Exercise aim: Decide whether each statement agrees with the text on diabetic neuropathy below, answering yes or no and quoting the deciding words of the text. 1. In the diabetic mice, a phase of reduced heat sensitivity comes first and a phase of heightened sensitivity comes later. 2. STZ treatment did not change thermal nociception in mice lacking TRPV1. 3. RTX binding in DRG and paw skin is lower in hyperalgesic mice than in hypoalgesic mice.
*** Opening Text for analysis ***
Published: 1 March 2008


A common complication associated with diabetes is painful or painless diabetic peripheral neuropathy (DPN). The mechanisms and determinants responsible for these peripheral neuropathies are poorly understood. Using both streptozotocin (STZ)-induced and transgene-mediated murine models of type 1 diabetes (T1D), we demonstrate that Transient Receptor Potential Vanilloid 1 (TRPV1) expression varies with the neuropathic phenotype. We have found that both STZ- and transgene-mediated T1D are associated with two distinct phases of thermal pain sensitivity that parallel changes in TRPV1 as determined by paw withdrawal latency (PWL). An early phase of hyperalgesia and a late phase of hypoalgesia are evident. TRPV1-mediated whole cell currents are larger and smaller in dorsal root ganglion (DRG) neurons collected from hyperalgesic and hypoalgesic mice. Resiniferatoxin (RTX) binding, a measure of TRPV1 expression is increased and decreased in DRG and paw skin of hyperalgesic and hypoalgesic mice, respectively. Immunohistochemical labeling of spinal cord lamina I and II, dorsal root ganglion (DRG), and paw skin from hyperalgesic and hypoalgesic mice reveal increased and decreased TRPV1 expression, respectively. A role for TRPV1 in thermal DPN is further suggested by the failure of STZ treatment to influence thermal nociception in TRPV1 deficient mice. These findings demonstrate that altered TRPV1 expression and function contribute to diabetes-induced changes in thermal perception.
*** Closing Text for analysis ***
*** Opening Exercise data ***
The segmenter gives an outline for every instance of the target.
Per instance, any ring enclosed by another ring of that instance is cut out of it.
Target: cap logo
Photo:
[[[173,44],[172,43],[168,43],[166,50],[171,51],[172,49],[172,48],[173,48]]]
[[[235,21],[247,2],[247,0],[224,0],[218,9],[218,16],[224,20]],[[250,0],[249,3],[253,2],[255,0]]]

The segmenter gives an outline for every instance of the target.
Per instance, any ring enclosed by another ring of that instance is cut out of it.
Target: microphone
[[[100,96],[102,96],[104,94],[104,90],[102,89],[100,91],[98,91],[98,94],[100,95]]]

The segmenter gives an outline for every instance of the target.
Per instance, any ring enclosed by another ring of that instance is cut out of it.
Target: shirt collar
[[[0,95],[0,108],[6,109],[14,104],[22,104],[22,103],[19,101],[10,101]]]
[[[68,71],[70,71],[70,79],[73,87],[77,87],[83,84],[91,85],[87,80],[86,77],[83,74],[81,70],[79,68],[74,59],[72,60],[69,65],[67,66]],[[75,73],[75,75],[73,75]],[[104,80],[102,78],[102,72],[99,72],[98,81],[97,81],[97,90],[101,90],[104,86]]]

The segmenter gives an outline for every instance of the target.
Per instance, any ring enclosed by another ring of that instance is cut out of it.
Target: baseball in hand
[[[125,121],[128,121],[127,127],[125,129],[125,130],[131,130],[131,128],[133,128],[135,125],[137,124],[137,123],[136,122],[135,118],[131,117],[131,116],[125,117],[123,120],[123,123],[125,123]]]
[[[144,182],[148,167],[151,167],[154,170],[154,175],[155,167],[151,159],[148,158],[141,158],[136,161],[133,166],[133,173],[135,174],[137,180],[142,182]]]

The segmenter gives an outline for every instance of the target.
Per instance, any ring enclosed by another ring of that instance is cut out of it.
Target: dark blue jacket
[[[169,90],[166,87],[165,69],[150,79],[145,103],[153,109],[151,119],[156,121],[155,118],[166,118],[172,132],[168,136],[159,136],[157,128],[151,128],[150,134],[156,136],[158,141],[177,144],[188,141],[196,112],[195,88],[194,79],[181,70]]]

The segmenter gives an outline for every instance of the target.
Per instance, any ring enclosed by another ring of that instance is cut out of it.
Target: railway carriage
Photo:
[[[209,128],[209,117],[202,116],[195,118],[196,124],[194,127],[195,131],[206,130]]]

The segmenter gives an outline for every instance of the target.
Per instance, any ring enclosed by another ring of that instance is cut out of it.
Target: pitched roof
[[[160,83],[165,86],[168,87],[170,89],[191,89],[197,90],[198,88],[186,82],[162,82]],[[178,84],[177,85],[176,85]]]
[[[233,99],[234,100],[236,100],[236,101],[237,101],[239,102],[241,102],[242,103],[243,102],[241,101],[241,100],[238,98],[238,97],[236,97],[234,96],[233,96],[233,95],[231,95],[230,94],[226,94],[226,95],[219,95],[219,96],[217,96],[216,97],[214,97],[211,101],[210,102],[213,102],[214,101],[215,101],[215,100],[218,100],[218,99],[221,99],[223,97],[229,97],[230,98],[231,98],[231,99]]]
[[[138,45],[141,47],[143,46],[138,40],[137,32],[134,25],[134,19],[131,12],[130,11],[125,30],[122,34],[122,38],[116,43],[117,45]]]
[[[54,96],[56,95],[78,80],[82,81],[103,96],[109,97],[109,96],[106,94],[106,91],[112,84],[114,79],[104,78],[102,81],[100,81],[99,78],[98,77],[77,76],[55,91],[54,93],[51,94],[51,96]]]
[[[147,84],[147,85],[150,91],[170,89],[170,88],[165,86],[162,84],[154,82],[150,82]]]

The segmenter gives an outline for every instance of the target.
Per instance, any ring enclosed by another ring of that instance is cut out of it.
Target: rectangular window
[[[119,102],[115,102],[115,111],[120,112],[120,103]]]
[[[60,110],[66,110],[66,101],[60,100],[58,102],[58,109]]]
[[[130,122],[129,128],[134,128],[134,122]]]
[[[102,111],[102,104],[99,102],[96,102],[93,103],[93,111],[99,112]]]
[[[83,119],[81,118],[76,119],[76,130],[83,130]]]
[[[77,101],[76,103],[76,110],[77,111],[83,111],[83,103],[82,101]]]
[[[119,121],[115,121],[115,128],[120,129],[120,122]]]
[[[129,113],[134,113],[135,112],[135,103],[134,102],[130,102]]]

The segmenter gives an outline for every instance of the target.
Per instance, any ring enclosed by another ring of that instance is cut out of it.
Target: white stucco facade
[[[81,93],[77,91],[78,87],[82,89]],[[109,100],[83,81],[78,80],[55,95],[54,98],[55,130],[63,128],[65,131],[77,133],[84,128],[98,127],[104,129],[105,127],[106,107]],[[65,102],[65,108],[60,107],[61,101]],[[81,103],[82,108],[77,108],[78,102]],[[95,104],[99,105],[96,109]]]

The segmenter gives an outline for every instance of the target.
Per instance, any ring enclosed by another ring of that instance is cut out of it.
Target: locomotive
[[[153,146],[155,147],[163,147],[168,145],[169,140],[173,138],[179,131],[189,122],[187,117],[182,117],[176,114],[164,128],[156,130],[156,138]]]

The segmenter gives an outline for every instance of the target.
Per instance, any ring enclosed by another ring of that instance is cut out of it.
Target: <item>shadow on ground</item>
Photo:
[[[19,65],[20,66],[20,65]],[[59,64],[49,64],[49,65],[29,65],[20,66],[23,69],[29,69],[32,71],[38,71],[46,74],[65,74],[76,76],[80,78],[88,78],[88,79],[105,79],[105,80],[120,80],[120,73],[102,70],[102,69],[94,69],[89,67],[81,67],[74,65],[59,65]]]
*** Closing Exercise data ***
Solution for this exercise:
1. No: "An early phase of hyperalgesia and a late phase of hypoalgesia are evident."
2. Yes: "the failure of STZ treatment to influence thermal nociception in TRPV1 deficient mice"
3. No: "Resiniferatoxin (RTX) binding, a measure of TRPV1 expression is increased and decreased in DRG and paw skin of hyperalgesic and hypoalgesic mice, respectively."